## [YOUR GOAL]
Pull out each line in the rows below that contains the word "front". Treat uppercase and lowercase as different.
★ ★ ★ ★ ★
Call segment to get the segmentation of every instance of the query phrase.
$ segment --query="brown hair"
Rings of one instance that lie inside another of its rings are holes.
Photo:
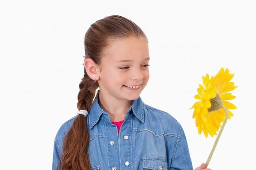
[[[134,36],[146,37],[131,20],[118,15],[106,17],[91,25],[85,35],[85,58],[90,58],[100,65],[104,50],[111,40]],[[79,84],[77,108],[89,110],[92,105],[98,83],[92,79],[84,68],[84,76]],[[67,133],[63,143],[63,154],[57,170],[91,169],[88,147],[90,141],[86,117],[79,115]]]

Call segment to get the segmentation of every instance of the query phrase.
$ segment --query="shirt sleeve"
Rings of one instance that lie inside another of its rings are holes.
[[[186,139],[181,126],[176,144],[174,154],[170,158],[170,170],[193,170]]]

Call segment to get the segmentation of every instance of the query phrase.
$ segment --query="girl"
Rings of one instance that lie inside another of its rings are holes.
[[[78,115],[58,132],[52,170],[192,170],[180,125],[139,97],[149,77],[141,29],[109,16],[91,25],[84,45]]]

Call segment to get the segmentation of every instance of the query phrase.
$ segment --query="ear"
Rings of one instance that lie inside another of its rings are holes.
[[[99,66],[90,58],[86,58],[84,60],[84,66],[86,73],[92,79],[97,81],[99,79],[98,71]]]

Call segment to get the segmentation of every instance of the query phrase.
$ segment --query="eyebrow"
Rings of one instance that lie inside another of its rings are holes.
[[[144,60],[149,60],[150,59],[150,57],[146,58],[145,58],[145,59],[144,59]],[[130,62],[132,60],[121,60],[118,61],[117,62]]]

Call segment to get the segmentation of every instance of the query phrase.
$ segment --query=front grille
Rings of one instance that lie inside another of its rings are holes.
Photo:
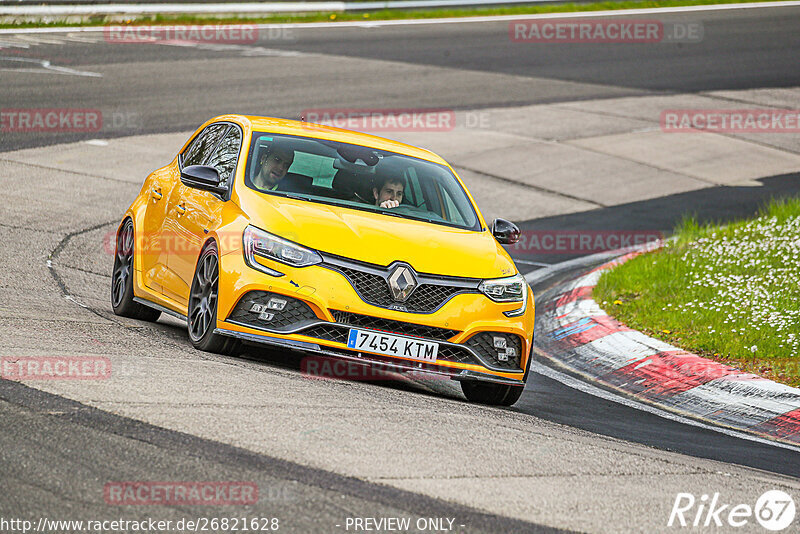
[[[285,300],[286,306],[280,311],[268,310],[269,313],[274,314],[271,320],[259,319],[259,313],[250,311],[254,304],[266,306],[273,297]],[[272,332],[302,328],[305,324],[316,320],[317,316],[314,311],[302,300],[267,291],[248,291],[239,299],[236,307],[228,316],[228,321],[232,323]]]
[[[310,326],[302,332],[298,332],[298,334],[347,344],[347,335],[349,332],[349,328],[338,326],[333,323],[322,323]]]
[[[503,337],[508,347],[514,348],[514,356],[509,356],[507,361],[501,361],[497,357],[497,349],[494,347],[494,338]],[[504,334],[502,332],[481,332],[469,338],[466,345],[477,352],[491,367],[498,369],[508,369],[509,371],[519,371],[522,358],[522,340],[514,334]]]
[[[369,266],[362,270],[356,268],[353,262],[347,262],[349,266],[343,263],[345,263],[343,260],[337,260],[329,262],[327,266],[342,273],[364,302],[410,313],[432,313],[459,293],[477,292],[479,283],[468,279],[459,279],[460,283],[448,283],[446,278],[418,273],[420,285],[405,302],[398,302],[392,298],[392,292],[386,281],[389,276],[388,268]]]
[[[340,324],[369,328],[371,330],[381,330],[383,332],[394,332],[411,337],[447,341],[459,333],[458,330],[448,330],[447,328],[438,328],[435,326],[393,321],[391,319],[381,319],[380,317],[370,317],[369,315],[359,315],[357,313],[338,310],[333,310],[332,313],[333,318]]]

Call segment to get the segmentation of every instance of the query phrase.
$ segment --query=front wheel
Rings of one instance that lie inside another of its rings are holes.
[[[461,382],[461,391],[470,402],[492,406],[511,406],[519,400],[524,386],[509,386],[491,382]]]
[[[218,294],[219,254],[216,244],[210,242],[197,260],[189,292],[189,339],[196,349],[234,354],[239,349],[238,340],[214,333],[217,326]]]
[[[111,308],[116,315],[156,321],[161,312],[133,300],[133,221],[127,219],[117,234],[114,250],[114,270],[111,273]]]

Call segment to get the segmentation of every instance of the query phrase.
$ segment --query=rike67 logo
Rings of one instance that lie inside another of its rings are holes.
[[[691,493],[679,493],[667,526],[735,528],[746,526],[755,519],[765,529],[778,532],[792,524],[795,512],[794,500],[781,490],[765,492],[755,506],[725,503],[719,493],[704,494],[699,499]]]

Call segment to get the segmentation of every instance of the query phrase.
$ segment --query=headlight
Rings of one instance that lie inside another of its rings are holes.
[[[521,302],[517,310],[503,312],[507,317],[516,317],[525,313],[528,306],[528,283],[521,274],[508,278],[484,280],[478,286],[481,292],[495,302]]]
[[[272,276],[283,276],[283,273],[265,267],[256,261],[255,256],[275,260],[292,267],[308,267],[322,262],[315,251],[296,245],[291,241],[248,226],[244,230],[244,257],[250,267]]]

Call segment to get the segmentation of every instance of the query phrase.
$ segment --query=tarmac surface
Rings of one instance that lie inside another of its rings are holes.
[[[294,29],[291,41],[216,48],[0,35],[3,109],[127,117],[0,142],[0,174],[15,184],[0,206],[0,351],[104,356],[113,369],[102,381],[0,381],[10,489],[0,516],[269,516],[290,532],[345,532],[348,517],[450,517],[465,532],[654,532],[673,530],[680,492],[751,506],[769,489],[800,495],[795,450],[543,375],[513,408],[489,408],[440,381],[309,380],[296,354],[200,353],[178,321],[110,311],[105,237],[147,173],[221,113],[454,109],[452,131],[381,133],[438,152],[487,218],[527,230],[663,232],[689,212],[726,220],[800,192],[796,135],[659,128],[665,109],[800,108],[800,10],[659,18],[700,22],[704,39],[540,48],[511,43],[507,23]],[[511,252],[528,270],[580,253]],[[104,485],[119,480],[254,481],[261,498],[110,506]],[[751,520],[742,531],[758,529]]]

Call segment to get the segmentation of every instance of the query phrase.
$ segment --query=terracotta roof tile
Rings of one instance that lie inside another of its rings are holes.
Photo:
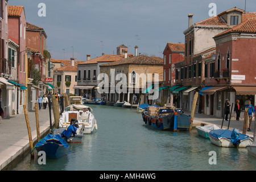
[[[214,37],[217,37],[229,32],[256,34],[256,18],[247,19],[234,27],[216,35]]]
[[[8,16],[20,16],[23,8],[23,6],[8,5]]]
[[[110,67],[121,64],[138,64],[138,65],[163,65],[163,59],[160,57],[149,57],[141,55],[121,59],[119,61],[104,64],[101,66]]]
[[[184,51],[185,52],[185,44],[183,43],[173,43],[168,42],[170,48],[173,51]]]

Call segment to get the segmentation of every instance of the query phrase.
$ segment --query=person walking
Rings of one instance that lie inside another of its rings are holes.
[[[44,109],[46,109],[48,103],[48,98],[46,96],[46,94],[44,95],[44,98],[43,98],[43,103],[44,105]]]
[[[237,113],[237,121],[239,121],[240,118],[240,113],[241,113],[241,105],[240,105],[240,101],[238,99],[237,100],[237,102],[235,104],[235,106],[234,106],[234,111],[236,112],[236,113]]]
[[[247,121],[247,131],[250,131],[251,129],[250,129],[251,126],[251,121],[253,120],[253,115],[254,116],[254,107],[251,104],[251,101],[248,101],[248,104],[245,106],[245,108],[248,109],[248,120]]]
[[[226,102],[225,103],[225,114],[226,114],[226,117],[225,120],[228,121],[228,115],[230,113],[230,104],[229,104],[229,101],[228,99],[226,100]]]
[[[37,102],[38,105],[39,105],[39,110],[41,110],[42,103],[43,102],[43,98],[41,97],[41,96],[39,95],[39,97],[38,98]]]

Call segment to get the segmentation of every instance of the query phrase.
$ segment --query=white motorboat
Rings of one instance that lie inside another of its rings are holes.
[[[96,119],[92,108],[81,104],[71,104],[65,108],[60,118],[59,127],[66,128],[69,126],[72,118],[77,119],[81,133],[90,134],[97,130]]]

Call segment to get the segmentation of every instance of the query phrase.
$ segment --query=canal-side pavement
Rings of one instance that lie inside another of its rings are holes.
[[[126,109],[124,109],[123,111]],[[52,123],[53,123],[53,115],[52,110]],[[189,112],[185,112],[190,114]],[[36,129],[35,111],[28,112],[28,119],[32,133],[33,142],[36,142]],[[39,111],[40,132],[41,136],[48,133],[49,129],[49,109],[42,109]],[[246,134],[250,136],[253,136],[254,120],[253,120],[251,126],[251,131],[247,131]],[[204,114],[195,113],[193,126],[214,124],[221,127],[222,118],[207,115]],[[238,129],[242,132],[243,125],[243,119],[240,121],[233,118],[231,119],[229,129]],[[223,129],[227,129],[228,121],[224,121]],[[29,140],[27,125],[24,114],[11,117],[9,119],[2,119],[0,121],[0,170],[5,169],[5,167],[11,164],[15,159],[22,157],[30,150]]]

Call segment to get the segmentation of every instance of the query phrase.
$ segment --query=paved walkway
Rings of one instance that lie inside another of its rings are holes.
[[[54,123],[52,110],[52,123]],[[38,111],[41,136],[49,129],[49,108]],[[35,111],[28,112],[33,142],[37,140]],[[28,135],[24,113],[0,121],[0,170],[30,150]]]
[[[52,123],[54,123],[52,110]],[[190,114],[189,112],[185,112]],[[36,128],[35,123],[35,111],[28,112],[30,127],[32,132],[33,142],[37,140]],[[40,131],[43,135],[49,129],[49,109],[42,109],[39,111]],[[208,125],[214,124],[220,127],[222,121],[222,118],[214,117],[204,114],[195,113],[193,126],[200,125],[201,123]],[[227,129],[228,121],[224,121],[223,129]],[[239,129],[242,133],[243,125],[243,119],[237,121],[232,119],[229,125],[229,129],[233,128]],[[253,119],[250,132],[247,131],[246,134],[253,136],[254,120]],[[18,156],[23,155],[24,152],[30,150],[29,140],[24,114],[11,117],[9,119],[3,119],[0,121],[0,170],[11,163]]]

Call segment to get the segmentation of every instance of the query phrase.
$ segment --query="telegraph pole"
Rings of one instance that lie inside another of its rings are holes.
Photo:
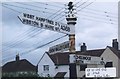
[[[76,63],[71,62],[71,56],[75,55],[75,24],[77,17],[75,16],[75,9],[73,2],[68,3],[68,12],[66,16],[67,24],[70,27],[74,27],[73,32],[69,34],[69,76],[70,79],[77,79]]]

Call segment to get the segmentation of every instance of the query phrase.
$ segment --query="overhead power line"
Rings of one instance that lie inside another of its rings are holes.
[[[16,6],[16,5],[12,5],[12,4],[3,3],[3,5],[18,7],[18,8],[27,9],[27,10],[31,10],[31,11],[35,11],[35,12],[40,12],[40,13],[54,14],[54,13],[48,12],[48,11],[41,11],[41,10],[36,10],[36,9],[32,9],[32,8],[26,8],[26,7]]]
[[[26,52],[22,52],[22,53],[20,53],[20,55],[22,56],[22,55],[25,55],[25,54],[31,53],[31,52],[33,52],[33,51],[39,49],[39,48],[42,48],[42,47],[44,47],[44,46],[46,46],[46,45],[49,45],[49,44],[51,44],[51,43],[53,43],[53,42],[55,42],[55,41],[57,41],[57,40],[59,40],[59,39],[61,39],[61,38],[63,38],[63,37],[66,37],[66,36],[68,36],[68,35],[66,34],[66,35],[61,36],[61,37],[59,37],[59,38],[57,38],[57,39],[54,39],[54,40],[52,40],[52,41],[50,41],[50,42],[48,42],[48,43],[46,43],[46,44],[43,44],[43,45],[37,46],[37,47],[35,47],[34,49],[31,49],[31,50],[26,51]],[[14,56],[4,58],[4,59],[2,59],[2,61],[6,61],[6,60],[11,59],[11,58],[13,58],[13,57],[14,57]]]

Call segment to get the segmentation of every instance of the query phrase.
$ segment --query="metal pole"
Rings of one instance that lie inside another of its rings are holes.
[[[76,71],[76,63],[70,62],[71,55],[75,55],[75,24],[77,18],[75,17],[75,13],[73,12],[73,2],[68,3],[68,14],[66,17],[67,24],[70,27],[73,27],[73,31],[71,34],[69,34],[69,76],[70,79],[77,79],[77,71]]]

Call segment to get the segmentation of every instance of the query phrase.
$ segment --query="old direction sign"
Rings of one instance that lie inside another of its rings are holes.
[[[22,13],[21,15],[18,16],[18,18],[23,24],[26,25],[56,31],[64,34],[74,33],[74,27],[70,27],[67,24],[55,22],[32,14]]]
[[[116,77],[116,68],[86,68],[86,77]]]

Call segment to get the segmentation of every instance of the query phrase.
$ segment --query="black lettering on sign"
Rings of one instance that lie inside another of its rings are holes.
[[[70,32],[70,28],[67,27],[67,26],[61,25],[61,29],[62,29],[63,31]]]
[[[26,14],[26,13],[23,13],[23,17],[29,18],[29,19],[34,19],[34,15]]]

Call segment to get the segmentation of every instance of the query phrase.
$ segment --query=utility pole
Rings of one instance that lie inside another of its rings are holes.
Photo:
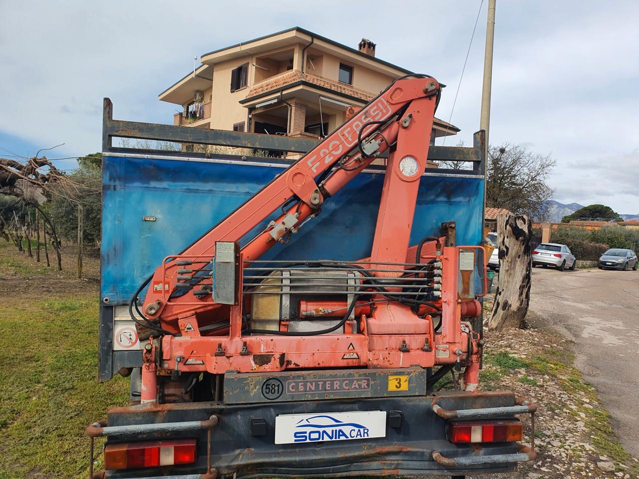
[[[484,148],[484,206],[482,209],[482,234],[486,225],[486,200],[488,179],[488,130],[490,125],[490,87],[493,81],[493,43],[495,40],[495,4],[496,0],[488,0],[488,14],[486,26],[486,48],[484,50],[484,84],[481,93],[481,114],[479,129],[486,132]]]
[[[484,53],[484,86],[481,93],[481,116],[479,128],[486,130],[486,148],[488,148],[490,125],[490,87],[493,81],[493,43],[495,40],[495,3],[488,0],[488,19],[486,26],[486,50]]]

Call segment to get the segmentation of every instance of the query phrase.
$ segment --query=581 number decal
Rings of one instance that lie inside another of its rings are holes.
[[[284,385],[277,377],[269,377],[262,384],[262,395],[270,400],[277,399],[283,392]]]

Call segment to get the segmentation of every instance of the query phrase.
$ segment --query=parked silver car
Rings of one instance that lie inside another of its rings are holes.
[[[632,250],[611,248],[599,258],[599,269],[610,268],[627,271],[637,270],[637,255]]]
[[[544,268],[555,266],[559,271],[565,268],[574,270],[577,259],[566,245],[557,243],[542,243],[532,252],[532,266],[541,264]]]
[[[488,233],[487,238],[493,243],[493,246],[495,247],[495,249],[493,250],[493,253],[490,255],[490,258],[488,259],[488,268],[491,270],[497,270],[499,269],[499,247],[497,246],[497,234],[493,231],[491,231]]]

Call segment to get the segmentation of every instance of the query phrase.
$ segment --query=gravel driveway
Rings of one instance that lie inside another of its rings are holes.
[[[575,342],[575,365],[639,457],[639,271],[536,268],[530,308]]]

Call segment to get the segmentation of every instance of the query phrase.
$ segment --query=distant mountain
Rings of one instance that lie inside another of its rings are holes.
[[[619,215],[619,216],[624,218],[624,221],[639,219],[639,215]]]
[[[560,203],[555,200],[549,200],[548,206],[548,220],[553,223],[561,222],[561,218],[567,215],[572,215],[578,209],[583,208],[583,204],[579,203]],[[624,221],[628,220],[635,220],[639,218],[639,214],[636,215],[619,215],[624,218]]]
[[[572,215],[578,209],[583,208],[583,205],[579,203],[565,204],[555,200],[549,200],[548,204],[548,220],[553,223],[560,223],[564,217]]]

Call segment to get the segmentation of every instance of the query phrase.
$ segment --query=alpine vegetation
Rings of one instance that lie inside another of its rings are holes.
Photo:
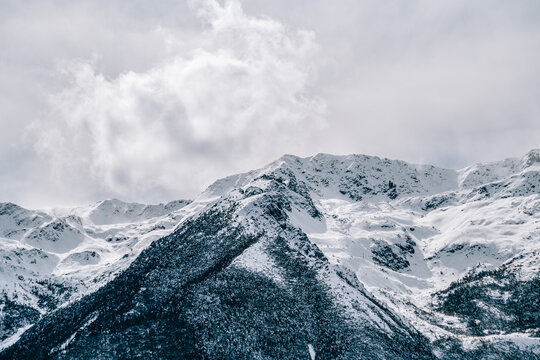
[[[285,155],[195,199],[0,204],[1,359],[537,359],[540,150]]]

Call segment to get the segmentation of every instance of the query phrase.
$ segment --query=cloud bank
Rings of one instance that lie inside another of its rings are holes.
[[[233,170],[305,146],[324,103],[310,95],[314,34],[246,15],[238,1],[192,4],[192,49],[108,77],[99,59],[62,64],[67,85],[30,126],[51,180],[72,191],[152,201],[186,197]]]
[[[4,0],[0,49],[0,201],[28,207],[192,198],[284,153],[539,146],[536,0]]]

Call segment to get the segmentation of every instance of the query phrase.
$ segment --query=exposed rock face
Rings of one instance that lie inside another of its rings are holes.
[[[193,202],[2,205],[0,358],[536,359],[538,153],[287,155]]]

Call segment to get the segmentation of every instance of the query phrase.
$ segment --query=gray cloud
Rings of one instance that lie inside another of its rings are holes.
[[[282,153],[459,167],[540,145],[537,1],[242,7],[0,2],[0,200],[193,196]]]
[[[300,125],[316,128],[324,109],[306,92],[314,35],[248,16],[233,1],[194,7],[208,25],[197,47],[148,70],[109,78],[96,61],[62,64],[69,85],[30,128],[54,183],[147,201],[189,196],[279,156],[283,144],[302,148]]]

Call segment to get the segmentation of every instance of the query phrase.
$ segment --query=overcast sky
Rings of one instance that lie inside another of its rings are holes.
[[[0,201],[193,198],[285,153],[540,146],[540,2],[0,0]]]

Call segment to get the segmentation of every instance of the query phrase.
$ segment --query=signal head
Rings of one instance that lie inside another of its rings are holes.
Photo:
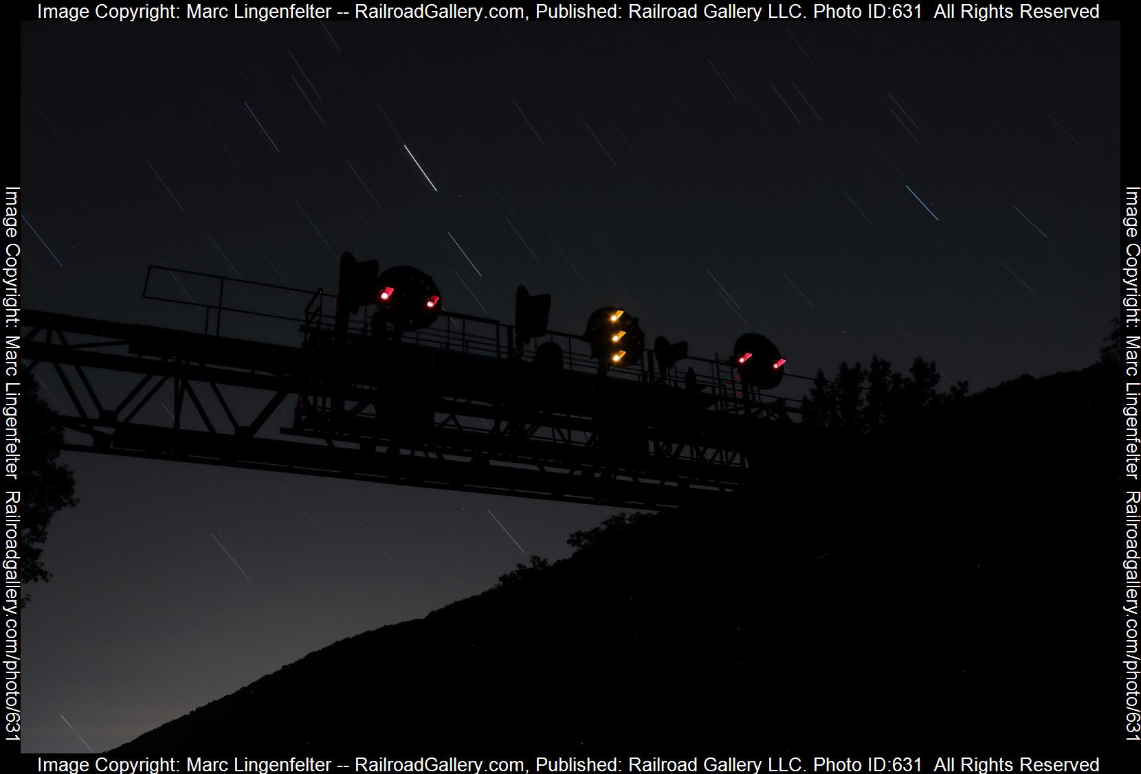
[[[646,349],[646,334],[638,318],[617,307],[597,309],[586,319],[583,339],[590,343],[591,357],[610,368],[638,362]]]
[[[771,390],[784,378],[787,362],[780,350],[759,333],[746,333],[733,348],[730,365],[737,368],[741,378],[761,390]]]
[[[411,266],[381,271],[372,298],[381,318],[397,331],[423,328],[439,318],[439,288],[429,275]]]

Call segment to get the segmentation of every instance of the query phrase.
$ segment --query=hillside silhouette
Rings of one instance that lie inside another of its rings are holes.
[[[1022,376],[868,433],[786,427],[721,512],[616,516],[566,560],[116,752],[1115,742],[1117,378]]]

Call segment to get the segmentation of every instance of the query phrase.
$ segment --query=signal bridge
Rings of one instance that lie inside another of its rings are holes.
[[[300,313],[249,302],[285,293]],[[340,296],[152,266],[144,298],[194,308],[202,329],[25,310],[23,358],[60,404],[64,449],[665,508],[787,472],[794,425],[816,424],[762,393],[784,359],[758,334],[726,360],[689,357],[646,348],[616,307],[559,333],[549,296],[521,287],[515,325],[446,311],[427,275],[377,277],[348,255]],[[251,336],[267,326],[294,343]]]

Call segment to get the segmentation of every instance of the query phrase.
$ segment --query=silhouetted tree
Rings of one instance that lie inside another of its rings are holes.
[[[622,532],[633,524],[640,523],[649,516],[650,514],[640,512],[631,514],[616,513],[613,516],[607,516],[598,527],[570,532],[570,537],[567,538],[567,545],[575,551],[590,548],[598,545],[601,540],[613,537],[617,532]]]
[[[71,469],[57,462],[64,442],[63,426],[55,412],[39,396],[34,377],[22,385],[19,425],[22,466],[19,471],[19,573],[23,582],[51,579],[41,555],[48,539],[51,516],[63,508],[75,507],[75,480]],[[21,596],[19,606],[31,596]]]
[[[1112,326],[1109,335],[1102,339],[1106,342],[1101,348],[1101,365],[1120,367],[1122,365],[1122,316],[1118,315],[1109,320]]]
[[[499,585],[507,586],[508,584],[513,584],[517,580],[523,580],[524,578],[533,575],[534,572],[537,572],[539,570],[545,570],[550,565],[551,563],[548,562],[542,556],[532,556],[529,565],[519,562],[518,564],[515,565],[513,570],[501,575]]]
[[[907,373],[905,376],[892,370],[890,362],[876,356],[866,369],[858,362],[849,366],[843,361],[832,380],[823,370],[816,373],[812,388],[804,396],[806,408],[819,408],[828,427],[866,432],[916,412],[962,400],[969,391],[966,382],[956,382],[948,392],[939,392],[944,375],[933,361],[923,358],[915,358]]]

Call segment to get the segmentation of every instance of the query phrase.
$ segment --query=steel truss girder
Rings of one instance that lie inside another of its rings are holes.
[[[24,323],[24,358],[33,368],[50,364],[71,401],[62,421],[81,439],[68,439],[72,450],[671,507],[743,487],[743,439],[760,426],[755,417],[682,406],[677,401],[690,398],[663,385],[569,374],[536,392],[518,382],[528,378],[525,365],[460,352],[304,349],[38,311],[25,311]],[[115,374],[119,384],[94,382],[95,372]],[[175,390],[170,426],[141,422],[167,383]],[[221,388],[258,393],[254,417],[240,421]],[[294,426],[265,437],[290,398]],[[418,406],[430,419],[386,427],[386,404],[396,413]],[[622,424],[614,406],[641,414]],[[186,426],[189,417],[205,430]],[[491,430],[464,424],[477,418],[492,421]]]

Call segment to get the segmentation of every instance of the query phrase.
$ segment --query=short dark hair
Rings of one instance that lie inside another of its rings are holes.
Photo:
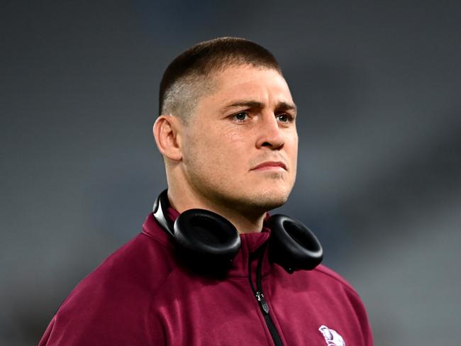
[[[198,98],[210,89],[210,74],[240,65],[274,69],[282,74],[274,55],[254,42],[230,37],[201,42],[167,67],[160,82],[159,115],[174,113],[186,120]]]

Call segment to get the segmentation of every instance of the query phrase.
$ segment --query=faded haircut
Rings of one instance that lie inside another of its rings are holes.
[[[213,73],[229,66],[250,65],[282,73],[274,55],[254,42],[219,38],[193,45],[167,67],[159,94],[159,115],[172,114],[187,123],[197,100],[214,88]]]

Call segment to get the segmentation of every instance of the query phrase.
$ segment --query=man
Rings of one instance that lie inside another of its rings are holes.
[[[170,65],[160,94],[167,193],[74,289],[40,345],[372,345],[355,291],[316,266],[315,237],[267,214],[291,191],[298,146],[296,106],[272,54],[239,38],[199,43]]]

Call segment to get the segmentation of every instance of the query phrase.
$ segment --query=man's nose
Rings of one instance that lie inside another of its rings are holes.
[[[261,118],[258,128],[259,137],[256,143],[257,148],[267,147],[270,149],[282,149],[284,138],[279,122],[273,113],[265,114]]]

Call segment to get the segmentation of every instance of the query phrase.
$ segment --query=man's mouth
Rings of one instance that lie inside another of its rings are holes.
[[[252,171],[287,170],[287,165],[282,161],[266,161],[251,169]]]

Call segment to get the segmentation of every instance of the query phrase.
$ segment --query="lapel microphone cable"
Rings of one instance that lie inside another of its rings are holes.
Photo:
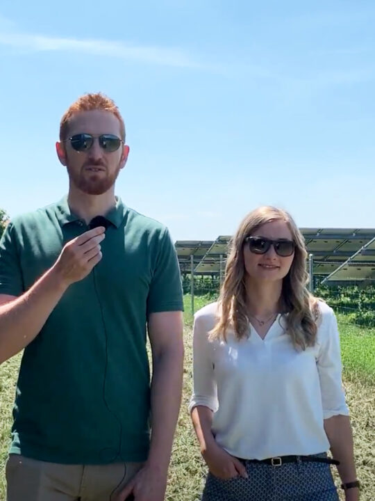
★ ★ ★ ★ ★
## [COMPLETED EXERCISE]
$ segment --query=front grille
$ segment --query=front wheel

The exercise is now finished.